» Task to carry out:
Where does the word "gravel" show up in the records? Copy every line that holds it.

» Available data:
·····

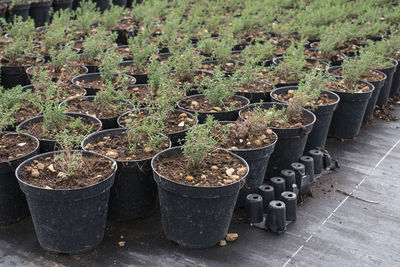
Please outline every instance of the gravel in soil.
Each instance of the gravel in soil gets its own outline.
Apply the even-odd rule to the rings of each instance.
[[[45,189],[78,189],[103,181],[114,170],[112,161],[96,155],[82,155],[79,164],[79,170],[69,176],[54,155],[39,158],[22,168],[20,178]]]
[[[270,92],[274,89],[274,87],[266,82],[254,81],[246,84],[242,84],[238,88],[238,92],[243,93],[264,93]]]
[[[336,76],[341,76],[342,75],[342,68],[336,68],[332,70],[332,74]],[[385,79],[385,75],[382,73],[379,73],[374,70],[369,70],[367,73],[363,74],[360,77],[360,80],[367,81],[367,82],[377,82]]]
[[[44,63],[42,65],[33,66],[29,69],[28,74],[37,75],[41,69],[44,69],[49,75],[49,78],[56,79],[57,81],[62,78],[64,81],[70,81],[73,77],[85,73],[85,69],[80,64],[71,63],[68,66],[63,66],[61,72],[56,72],[51,64]]]
[[[116,79],[113,79],[113,85],[116,89],[124,88],[124,87],[129,87],[133,84],[133,80],[129,78],[130,81],[126,83],[122,83],[121,81],[116,81]],[[83,88],[92,88],[92,89],[105,89],[107,85],[104,83],[103,79],[101,76],[99,76],[97,79],[94,80],[82,80],[82,81],[75,81],[75,84],[78,86],[82,86]]]
[[[70,123],[75,120],[75,118],[71,116],[67,116],[67,121],[64,123],[64,129],[68,129],[69,131],[73,131],[74,134],[77,135],[87,135],[91,132],[94,132],[96,130],[100,129],[100,124],[95,123],[89,118],[85,117],[79,117],[82,120],[82,123],[84,125],[84,129],[70,129],[69,125]],[[39,120],[32,120],[28,122],[23,129],[21,129],[22,132],[28,133],[30,135],[35,136],[38,139],[42,140],[55,140],[55,136],[53,134],[45,135],[45,128],[44,128],[44,122],[43,122],[43,117]],[[55,130],[55,129],[52,129]]]
[[[130,161],[151,159],[161,150],[169,148],[168,140],[158,144],[158,149],[146,146],[148,141],[149,137],[143,136],[141,142],[136,144],[135,153],[131,153],[126,132],[112,133],[92,140],[85,149],[118,161]]]
[[[216,63],[201,63],[199,66],[200,70],[205,70],[209,72],[214,72],[217,66],[220,66],[221,71],[224,73],[233,73],[240,68],[242,68],[241,65],[235,63],[235,62],[226,62],[224,64],[216,64]]]
[[[200,95],[191,98],[185,98],[181,100],[180,105],[187,110],[199,112],[222,112],[239,109],[243,107],[245,103],[234,98],[233,96],[230,96],[225,100],[225,104],[223,106],[216,107],[212,105],[205,96]]]
[[[147,67],[146,67],[147,69]],[[141,71],[135,64],[131,65],[121,65],[119,67],[119,72],[120,73],[125,73],[128,75],[148,75],[147,70]]]
[[[246,166],[239,159],[223,150],[209,153],[197,168],[190,166],[182,153],[158,157],[154,168],[168,180],[201,187],[232,184],[247,173]]]
[[[289,103],[290,99],[293,98],[294,91],[295,90],[288,90],[286,94],[273,94],[273,97],[287,104]],[[319,98],[313,103],[307,103],[306,108],[311,109],[313,106],[327,106],[335,103],[336,101],[336,99],[329,98],[328,94],[321,93]]]
[[[114,53],[117,56],[123,56],[123,60],[132,60],[132,53],[129,47],[116,47]]]
[[[147,98],[152,97],[152,92],[148,84],[143,86],[132,86],[127,89],[127,93],[129,94],[129,101],[139,103],[144,105],[146,103]]]
[[[269,128],[254,129],[246,122],[236,121],[228,124],[217,124],[213,135],[219,146],[229,150],[246,150],[266,147],[276,141],[276,135]]]
[[[272,107],[271,107],[272,108]],[[244,109],[240,116],[245,120],[251,120],[252,116],[257,116],[255,112],[251,109]],[[290,129],[290,128],[304,128],[308,124],[312,122],[312,120],[304,115],[297,114],[293,118],[291,118],[288,122],[284,120],[274,120],[274,121],[265,121],[268,124],[268,127],[278,128],[278,129]]]
[[[179,79],[178,84],[180,86],[183,86],[184,84],[189,84],[190,86],[197,86],[201,85],[203,83],[203,79],[205,77],[210,77],[212,76],[210,73],[207,72],[202,72],[202,71],[196,71],[195,73],[189,73],[186,77],[183,75],[179,75],[176,72],[170,72],[169,76],[171,78],[177,77]]]
[[[42,114],[42,111],[35,107],[32,103],[23,101],[20,103],[18,111],[14,114],[14,125],[18,125],[21,122],[35,116],[39,116],[40,114]]]
[[[1,58],[2,66],[18,66],[18,67],[28,67],[35,64],[39,64],[42,61],[41,58],[37,57],[21,57],[17,58],[15,61],[10,62],[10,60],[6,57]]]
[[[133,110],[132,104],[127,102],[109,103],[107,106],[97,103],[86,97],[74,98],[65,105],[66,112],[77,112],[91,115],[96,118],[117,118],[127,111]]]
[[[137,117],[147,116],[147,111],[140,111],[138,114],[128,113],[125,116],[121,117],[119,123],[126,127],[126,122],[128,119],[135,119]],[[170,134],[177,133],[183,130],[186,130],[188,127],[191,127],[196,124],[192,115],[188,115],[183,112],[173,111],[167,115],[167,118],[164,120],[165,129],[162,133]]]
[[[0,133],[0,162],[23,157],[35,150],[37,143],[17,133]]]
[[[384,120],[384,121],[397,121],[397,120],[399,120],[399,118],[397,116],[393,115],[391,112],[394,110],[395,110],[395,108],[390,104],[383,108],[376,107],[374,110],[374,116],[377,118],[380,118],[381,120]]]
[[[326,86],[327,90],[346,92],[346,93],[365,93],[371,91],[371,88],[362,82],[357,82],[356,84],[346,84],[344,80],[338,79],[335,82],[331,82]]]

·····

» Response box:
Please outline every instance of the gravel in soil.
Each instance of the gravel in soil gets its own outline.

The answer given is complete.